▶ Given exercise
Pull out every line of the data below that contains the word "lamp", copying each such line in full. Match the word with case counting, so a line that holds it only in different capitalization does not qualify.
━━━ Data for this exercise
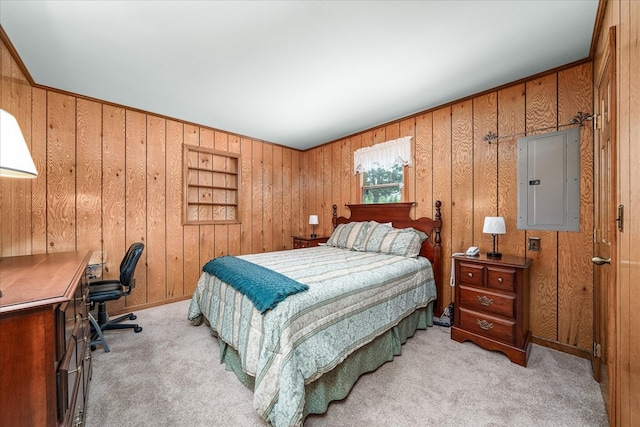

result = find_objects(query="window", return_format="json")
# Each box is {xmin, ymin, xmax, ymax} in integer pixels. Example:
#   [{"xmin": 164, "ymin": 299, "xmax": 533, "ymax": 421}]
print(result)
[
  {"xmin": 183, "ymin": 144, "xmax": 240, "ymax": 224},
  {"xmin": 360, "ymin": 164, "xmax": 404, "ymax": 204},
  {"xmin": 353, "ymin": 136, "xmax": 411, "ymax": 204}
]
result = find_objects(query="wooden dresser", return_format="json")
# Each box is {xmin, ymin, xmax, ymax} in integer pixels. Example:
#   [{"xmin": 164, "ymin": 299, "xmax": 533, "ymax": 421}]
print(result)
[
  {"xmin": 293, "ymin": 236, "xmax": 329, "ymax": 249},
  {"xmin": 451, "ymin": 254, "xmax": 531, "ymax": 366},
  {"xmin": 0, "ymin": 252, "xmax": 91, "ymax": 427}
]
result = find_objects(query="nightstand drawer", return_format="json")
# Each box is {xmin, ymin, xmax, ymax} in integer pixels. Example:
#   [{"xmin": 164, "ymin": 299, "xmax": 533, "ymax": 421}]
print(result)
[
  {"xmin": 460, "ymin": 262, "xmax": 483, "ymax": 287},
  {"xmin": 487, "ymin": 267, "xmax": 516, "ymax": 292},
  {"xmin": 293, "ymin": 239, "xmax": 309, "ymax": 249},
  {"xmin": 460, "ymin": 308, "xmax": 516, "ymax": 345},
  {"xmin": 460, "ymin": 285, "xmax": 516, "ymax": 320}
]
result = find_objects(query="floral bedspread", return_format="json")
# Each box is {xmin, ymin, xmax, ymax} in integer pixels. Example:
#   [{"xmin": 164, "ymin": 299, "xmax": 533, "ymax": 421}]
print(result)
[{"xmin": 188, "ymin": 246, "xmax": 436, "ymax": 427}]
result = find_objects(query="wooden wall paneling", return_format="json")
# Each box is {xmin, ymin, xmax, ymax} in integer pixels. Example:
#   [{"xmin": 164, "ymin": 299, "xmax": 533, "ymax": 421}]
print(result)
[
  {"xmin": 75, "ymin": 99, "xmax": 102, "ymax": 251},
  {"xmin": 316, "ymin": 145, "xmax": 332, "ymax": 236},
  {"xmin": 46, "ymin": 91, "xmax": 76, "ymax": 252},
  {"xmin": 316, "ymin": 146, "xmax": 326, "ymax": 235},
  {"xmin": 145, "ymin": 115, "xmax": 168, "ymax": 303},
  {"xmin": 165, "ymin": 120, "xmax": 185, "ymax": 299},
  {"xmin": 370, "ymin": 126, "xmax": 384, "ymax": 147},
  {"xmin": 102, "ymin": 105, "xmax": 126, "ymax": 318},
  {"xmin": 261, "ymin": 143, "xmax": 277, "ymax": 252},
  {"xmin": 492, "ymin": 84, "xmax": 526, "ymax": 257},
  {"xmin": 249, "ymin": 141, "xmax": 264, "ymax": 253},
  {"xmin": 348, "ymin": 134, "xmax": 368, "ymax": 207},
  {"xmin": 0, "ymin": 43, "xmax": 10, "ymax": 256},
  {"xmin": 240, "ymin": 138, "xmax": 255, "ymax": 254},
  {"xmin": 124, "ymin": 110, "xmax": 148, "ymax": 307},
  {"xmin": 414, "ymin": 113, "xmax": 435, "ymax": 218},
  {"xmin": 526, "ymin": 74, "xmax": 558, "ymax": 341},
  {"xmin": 213, "ymin": 131, "xmax": 231, "ymax": 257},
  {"xmin": 400, "ymin": 117, "xmax": 417, "ymax": 219},
  {"xmin": 30, "ymin": 89, "xmax": 47, "ymax": 254},
  {"xmin": 473, "ymin": 92, "xmax": 498, "ymax": 253},
  {"xmin": 281, "ymin": 148, "xmax": 294, "ymax": 249},
  {"xmin": 340, "ymin": 138, "xmax": 355, "ymax": 216},
  {"xmin": 269, "ymin": 144, "xmax": 285, "ymax": 251},
  {"xmin": 198, "ymin": 127, "xmax": 215, "ymax": 266},
  {"xmin": 332, "ymin": 140, "xmax": 342, "ymax": 236},
  {"xmin": 451, "ymin": 100, "xmax": 475, "ymax": 252},
  {"xmin": 5, "ymin": 51, "xmax": 32, "ymax": 255},
  {"xmin": 198, "ymin": 127, "xmax": 216, "ymax": 266},
  {"xmin": 433, "ymin": 107, "xmax": 452, "ymax": 313},
  {"xmin": 381, "ymin": 119, "xmax": 400, "ymax": 142},
  {"xmin": 180, "ymin": 124, "xmax": 203, "ymax": 295},
  {"xmin": 289, "ymin": 150, "xmax": 306, "ymax": 237},
  {"xmin": 226, "ymin": 135, "xmax": 242, "ymax": 255},
  {"xmin": 558, "ymin": 64, "xmax": 594, "ymax": 350},
  {"xmin": 300, "ymin": 148, "xmax": 320, "ymax": 236}
]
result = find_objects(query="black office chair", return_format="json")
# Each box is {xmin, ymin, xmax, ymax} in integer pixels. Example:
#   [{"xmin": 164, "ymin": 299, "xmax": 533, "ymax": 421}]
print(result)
[{"xmin": 89, "ymin": 242, "xmax": 144, "ymax": 344}]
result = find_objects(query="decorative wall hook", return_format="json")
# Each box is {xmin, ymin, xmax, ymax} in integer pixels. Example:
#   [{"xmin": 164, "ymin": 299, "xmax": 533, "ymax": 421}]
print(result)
[
  {"xmin": 482, "ymin": 111, "xmax": 597, "ymax": 144},
  {"xmin": 569, "ymin": 111, "xmax": 597, "ymax": 126}
]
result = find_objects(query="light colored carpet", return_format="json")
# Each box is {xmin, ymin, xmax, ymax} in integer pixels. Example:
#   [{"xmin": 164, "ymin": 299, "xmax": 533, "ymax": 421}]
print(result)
[{"xmin": 85, "ymin": 301, "xmax": 608, "ymax": 427}]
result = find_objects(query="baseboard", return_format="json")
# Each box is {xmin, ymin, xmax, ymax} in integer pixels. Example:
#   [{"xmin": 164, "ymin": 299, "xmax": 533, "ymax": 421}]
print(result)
[
  {"xmin": 531, "ymin": 335, "xmax": 591, "ymax": 360},
  {"xmin": 107, "ymin": 296, "xmax": 192, "ymax": 317}
]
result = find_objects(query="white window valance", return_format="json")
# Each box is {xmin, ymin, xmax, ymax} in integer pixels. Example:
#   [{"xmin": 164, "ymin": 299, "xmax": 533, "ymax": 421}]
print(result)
[{"xmin": 353, "ymin": 136, "xmax": 412, "ymax": 173}]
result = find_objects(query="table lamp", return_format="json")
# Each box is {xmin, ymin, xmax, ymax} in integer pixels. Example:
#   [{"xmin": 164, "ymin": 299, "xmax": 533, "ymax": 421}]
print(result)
[
  {"xmin": 309, "ymin": 215, "xmax": 318, "ymax": 239},
  {"xmin": 482, "ymin": 216, "xmax": 507, "ymax": 258},
  {"xmin": 0, "ymin": 109, "xmax": 38, "ymax": 297}
]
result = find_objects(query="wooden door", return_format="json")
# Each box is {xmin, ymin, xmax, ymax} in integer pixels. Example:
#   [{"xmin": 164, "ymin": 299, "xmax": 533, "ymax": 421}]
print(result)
[{"xmin": 592, "ymin": 25, "xmax": 617, "ymax": 417}]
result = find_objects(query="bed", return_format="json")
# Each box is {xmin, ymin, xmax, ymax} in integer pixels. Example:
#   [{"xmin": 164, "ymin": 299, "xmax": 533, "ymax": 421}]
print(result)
[{"xmin": 188, "ymin": 201, "xmax": 442, "ymax": 427}]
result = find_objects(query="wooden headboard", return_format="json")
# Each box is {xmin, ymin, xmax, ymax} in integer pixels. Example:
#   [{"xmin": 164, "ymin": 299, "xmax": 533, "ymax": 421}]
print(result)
[{"xmin": 333, "ymin": 200, "xmax": 444, "ymax": 316}]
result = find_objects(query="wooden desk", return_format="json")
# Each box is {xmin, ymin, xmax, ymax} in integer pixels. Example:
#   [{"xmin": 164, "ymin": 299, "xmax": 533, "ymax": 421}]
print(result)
[{"xmin": 0, "ymin": 252, "xmax": 91, "ymax": 426}]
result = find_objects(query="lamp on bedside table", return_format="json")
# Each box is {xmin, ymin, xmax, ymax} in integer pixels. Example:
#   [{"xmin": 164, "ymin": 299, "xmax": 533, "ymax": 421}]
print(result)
[
  {"xmin": 482, "ymin": 216, "xmax": 507, "ymax": 258},
  {"xmin": 309, "ymin": 215, "xmax": 318, "ymax": 239},
  {"xmin": 0, "ymin": 109, "xmax": 38, "ymax": 297}
]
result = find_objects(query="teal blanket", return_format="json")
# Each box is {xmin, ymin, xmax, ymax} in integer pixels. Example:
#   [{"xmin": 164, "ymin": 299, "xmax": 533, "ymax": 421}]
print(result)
[{"xmin": 202, "ymin": 255, "xmax": 309, "ymax": 313}]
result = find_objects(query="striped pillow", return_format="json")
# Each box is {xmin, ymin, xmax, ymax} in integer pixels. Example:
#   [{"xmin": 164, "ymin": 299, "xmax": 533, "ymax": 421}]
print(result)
[
  {"xmin": 356, "ymin": 221, "xmax": 427, "ymax": 258},
  {"xmin": 326, "ymin": 221, "xmax": 369, "ymax": 250}
]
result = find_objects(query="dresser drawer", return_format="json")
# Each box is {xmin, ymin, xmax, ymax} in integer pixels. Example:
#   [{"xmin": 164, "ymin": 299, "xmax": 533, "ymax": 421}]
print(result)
[
  {"xmin": 460, "ymin": 307, "xmax": 516, "ymax": 345},
  {"xmin": 487, "ymin": 267, "xmax": 516, "ymax": 292},
  {"xmin": 460, "ymin": 263, "xmax": 483, "ymax": 287},
  {"xmin": 460, "ymin": 285, "xmax": 516, "ymax": 319}
]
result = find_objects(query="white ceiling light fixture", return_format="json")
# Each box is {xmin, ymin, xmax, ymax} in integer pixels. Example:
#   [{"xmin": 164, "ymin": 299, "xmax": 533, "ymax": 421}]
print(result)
[{"xmin": 0, "ymin": 109, "xmax": 38, "ymax": 178}]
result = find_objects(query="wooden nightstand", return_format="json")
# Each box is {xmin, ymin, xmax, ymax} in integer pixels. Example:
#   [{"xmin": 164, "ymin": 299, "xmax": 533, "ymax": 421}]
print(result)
[
  {"xmin": 451, "ymin": 254, "xmax": 532, "ymax": 366},
  {"xmin": 293, "ymin": 236, "xmax": 329, "ymax": 249}
]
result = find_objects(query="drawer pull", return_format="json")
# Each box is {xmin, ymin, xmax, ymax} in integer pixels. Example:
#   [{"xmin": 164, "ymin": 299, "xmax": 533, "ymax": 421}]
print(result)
[
  {"xmin": 67, "ymin": 365, "xmax": 82, "ymax": 375},
  {"xmin": 476, "ymin": 295, "xmax": 493, "ymax": 307},
  {"xmin": 478, "ymin": 319, "xmax": 493, "ymax": 331}
]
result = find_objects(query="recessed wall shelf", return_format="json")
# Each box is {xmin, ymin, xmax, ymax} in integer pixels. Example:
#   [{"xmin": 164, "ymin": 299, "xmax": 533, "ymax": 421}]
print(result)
[{"xmin": 183, "ymin": 144, "xmax": 241, "ymax": 224}]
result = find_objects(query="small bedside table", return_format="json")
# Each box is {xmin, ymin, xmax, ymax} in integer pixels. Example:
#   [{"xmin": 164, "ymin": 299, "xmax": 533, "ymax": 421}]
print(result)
[
  {"xmin": 451, "ymin": 254, "xmax": 532, "ymax": 366},
  {"xmin": 293, "ymin": 236, "xmax": 329, "ymax": 249}
]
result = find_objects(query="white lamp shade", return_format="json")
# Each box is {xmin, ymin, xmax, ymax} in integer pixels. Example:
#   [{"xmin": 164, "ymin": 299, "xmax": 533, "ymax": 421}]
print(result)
[
  {"xmin": 0, "ymin": 109, "xmax": 38, "ymax": 178},
  {"xmin": 482, "ymin": 216, "xmax": 507, "ymax": 234}
]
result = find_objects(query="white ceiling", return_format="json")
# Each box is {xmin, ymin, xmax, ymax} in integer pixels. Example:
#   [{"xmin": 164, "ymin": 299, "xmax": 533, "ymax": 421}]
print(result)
[{"xmin": 0, "ymin": 0, "xmax": 598, "ymax": 149}]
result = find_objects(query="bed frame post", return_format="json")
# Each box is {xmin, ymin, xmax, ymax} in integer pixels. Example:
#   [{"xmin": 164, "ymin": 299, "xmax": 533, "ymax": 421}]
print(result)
[{"xmin": 433, "ymin": 200, "xmax": 448, "ymax": 317}]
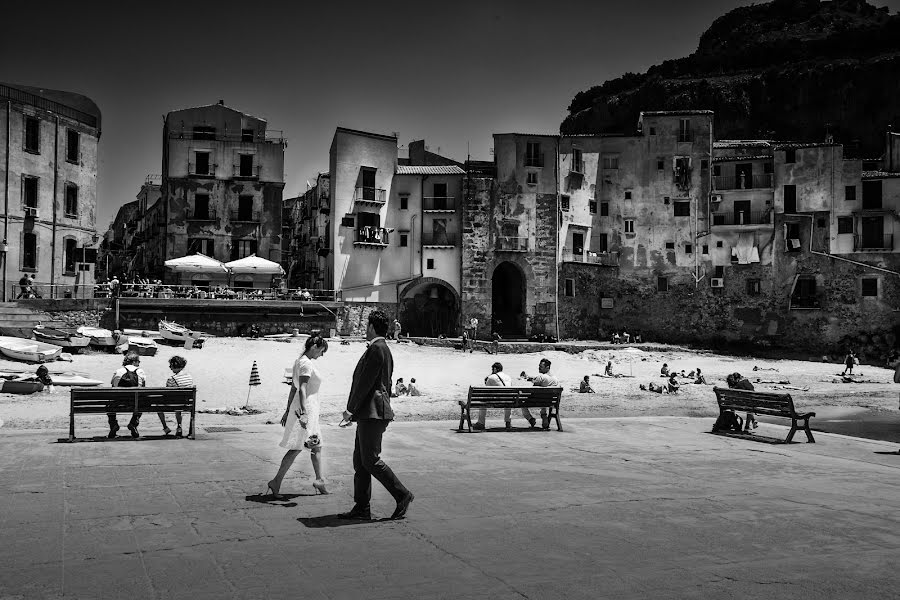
━━━━━━
▶ Answer below
result = find_objects(query="table lamp", return_format="json")
result = find_objects(query="lamp on bedside table", return_format="json")
result = find_objects(query="white lamp shade", return_format="json")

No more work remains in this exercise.